● Exercise data
Start

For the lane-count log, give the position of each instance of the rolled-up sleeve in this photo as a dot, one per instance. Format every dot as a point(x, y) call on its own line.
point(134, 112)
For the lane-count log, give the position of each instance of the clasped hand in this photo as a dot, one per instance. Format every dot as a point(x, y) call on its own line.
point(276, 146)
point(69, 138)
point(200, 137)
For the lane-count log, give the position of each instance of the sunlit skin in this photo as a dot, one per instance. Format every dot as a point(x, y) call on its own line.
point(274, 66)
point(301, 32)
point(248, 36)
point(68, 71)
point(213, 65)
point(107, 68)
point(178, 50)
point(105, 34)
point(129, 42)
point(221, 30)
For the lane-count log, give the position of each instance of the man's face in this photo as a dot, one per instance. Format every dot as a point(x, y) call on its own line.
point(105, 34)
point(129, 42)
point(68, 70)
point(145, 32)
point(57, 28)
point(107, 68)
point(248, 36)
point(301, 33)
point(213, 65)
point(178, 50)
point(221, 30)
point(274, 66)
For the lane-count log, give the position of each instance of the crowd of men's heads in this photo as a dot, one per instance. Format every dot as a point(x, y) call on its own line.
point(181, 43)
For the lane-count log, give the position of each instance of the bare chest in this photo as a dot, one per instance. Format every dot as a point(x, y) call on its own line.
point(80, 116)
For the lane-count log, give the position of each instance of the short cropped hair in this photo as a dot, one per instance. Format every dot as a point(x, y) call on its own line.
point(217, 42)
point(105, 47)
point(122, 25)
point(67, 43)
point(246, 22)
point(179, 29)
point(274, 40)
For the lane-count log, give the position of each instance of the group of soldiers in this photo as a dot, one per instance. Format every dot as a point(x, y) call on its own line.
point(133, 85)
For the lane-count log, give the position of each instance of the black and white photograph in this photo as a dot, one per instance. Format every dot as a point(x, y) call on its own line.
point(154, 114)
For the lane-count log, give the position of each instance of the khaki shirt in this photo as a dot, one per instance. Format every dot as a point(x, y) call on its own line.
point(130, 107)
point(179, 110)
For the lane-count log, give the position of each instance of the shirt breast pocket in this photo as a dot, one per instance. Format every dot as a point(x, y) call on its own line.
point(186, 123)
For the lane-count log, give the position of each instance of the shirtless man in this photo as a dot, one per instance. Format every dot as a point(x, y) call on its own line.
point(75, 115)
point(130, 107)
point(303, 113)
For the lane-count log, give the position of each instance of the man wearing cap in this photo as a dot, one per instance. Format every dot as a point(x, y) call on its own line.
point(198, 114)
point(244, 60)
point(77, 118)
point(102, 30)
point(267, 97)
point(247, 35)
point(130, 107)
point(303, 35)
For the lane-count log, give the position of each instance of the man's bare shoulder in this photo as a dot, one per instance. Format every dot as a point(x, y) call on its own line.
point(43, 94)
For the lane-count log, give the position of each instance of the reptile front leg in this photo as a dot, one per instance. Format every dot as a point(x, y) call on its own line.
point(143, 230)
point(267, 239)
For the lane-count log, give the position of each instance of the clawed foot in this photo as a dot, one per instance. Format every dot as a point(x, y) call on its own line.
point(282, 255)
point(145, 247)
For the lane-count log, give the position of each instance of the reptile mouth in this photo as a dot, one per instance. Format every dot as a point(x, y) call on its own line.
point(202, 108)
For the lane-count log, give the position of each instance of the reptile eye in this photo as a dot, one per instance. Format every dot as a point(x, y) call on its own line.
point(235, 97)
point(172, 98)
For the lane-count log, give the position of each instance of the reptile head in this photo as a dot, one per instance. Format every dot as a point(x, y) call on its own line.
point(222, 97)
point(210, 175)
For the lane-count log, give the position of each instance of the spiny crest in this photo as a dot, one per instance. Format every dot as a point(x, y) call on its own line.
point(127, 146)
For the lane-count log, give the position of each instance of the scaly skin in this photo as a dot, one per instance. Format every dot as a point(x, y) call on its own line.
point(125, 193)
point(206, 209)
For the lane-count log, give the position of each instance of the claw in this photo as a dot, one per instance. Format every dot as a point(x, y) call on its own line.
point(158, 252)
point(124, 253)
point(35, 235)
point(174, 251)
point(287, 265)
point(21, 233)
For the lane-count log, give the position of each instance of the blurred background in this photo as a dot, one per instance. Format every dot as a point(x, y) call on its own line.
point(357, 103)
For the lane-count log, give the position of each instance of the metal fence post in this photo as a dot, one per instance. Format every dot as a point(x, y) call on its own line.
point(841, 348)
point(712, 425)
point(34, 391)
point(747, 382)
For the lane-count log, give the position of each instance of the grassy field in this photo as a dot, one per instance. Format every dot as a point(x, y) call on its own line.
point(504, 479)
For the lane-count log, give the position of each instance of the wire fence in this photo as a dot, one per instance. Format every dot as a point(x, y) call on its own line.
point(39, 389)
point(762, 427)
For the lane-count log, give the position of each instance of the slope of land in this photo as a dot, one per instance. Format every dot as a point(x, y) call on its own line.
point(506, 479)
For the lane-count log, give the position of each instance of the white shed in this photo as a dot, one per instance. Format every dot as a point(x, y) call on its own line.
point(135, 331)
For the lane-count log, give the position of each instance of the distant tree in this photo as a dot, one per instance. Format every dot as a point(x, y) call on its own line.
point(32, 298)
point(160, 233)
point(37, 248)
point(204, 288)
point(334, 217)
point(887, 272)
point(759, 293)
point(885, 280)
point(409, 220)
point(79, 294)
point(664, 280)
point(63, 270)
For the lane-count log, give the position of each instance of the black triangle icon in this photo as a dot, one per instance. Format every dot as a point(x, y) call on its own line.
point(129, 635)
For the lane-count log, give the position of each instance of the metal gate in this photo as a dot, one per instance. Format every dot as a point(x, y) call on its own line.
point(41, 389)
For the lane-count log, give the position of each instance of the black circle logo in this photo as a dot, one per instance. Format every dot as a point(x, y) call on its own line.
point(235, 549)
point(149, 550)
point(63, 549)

End

Rewrite all of the data above, replacing "lane-count log" with "traffic survey" wherever it occurs and leaving everything else unchanged.

● Result of this exercise
For the traffic survey, give the position of each instance of the rolled-up sleeve in this photo as a dot, one per instance. Format every dot as a point(x, y) call on its own line.
point(134, 112)
For the traffic survey, give the position of each instance of the clasped hand in this photo as a dot, one per instance. Format every dot as a point(x, y) call on its own line.
point(276, 146)
point(69, 138)
point(200, 137)
For the traffic survey, give the position of each instance of the sunlit skin in this photo as a dot, one per instance. Format every dot as a point(x, y) call on its own line.
point(274, 66)
point(301, 32)
point(248, 36)
point(68, 71)
point(213, 65)
point(107, 68)
point(178, 50)
point(105, 34)
point(129, 42)
point(221, 30)
For the traffic survey, give the position of each instance of the man's face in this photo as a dot, one per instance. Format every dot as a point(x, y) call on its own line.
point(105, 34)
point(129, 42)
point(68, 70)
point(145, 32)
point(57, 28)
point(107, 68)
point(248, 36)
point(301, 33)
point(213, 65)
point(178, 50)
point(221, 30)
point(274, 66)
For the traffic survey, give the position of each instance of the crowd of men's heads in this photo as a dot, one per instance. Format every dot as a point(x, y) call on its own line.
point(181, 43)
For the traffic survey, give the position of each instance of the bare chest in this photo as a dot, one per instance. Format every dot as a point(x, y) call on its own line.
point(80, 116)
For the traffic survey, give the position of each instance of the short cropped hair in this photo as a dot, one per instance. Format every dot as a point(x, y) call on its own line.
point(217, 42)
point(105, 47)
point(122, 25)
point(67, 43)
point(246, 22)
point(179, 29)
point(274, 40)
For the traffic survey, give the position of each instance of the group of soldiers in this photo as a dot, one per instance. Format every dot as a point(x, y) call on its own line.
point(133, 85)
For the traffic survey, give the position of each instance of the black and white photograph in this photo as a dot, one per instance. Format every dot as a point(x, y) call on its own line.
point(154, 114)
For the traffic survey, give the position of each instance of the khaki shirt in this photo as a dot, one per instance. Format every dot as a point(x, y) call on its own line.
point(130, 107)
point(179, 110)
For the traffic survey, give the position of each instance of the shirt breast pocket in this photo as a dot, one per instance. Format every dot as a point(x, y) call on its own line.
point(186, 123)
For the traffic survey, give the position of each instance of the shirtless man in this photo as a dot, one per instance. Format every dot as a point(x, y) call on its own line.
point(75, 115)
point(130, 107)
point(303, 113)
For the traffic survey, give the position of each instance of the man wearing cap in this photo as a dot, one per instance. Format every dot as a point(x, y) call on its own line.
point(198, 114)
point(244, 60)
point(77, 118)
point(102, 30)
point(267, 97)
point(247, 35)
point(130, 107)
point(303, 35)
For the traffic survey, give the position of each instance of the man's bare shoulder in this photo as a dot, one per instance. Format every dot as a point(x, y) call on its own line.
point(43, 94)
For the traffic survey, give the position of each instance of the reptile front leg in this photo as a dot, one per instance. Format every dot as a point(x, y) call on its own line.
point(143, 230)
point(267, 239)
For the traffic survey, give the position of each instance of the clawed foot in this photo as a dot, one per instance. Format every dot as a point(x, y) call on its own line.
point(282, 255)
point(145, 247)
For the traffic survey, give the position of each instance of the reptile mouth in this photo as a dot, one per instance. Format every dot as a point(x, y) call on its own line.
point(202, 108)
For the traffic survey, give the position of each instance of the reptile eye in this photo as a dot, one per instance. Format every dot as a point(x, y) call on its own line.
point(235, 97)
point(172, 98)
For the traffic survey, give the position of each instance of the reptile head in this photo as a dot, one per instance. Format every dot as a point(x, y) call on its own line.
point(222, 97)
point(210, 175)
For the traffic survey, give the position of each instance of the spiny crest in this photo as a dot, one per instance. Format every dot as a point(x, y) call on its own line.
point(127, 146)
For the traffic survey, give the position of each instance of the scaly skin in this photo as a dot, one per instance. Format every dot as a point(x, y) call on its own line.
point(125, 193)
point(206, 209)
For the traffic survey, give the position of each instance of the claw in this photo as a dot, one per instance. Format every dot as a point(x, y) call on its own line.
point(158, 252)
point(124, 253)
point(35, 235)
point(174, 251)
point(287, 265)
point(21, 233)
For the traffic survey, give the position of each instance of the blurred background in this photo as a dot, one per instance. Format every dot as a point(x, y) call on its own line.
point(357, 103)
For the traffic survey, give the position of each instance of the metal fence post in this photo as a dot, one per instance. Format every dot as a point(x, y) call on its own line.
point(841, 348)
point(712, 425)
point(34, 391)
point(747, 382)
For the traffic survey, give the position of each instance of the grassy field in this photo as a dot, one per instance. Format every dot as a point(x, y) call on its own line.
point(504, 479)
For the traffic survey, give the position of each instance of the wire fence in this photo as a dot, one per instance. Format every dot as a point(x, y) call on its own line.
point(39, 389)
point(762, 427)
For the traffic survey, give the position of each instance of the slope of land in this photo as a dot, one per instance. Format every dot as a point(x, y) call on its own line.
point(506, 479)
For the traffic survey, give the position of each instance of the white shed in this photo as a dot, one per instance. Format every dot as a point(x, y) call on its own line.
point(135, 331)
For the traffic survey, give the position of each instance of the distant tree in this photo as a dot, one per instance. Format every dot as a point(x, y) call on its own line.
point(32, 298)
point(160, 233)
point(37, 248)
point(204, 288)
point(334, 217)
point(887, 272)
point(759, 293)
point(885, 280)
point(409, 220)
point(79, 294)
point(664, 280)
point(63, 270)
For the traffic survey, give the position of each instance of the black triangle icon in this photo as a dot, one per instance. Format every dot as a point(x, y) call on its own line.
point(129, 635)
For the traffic survey, give the position of each instance of the metal gate in this photo as a dot, one per instance. Format every dot as a point(x, y) call on its own line.
point(41, 389)
For the traffic survey, give the position of each instance of the black circle logo in this photo as a dot, one per instance. Format every dot as a point(x, y) call on its own line.
point(235, 549)
point(149, 550)
point(63, 549)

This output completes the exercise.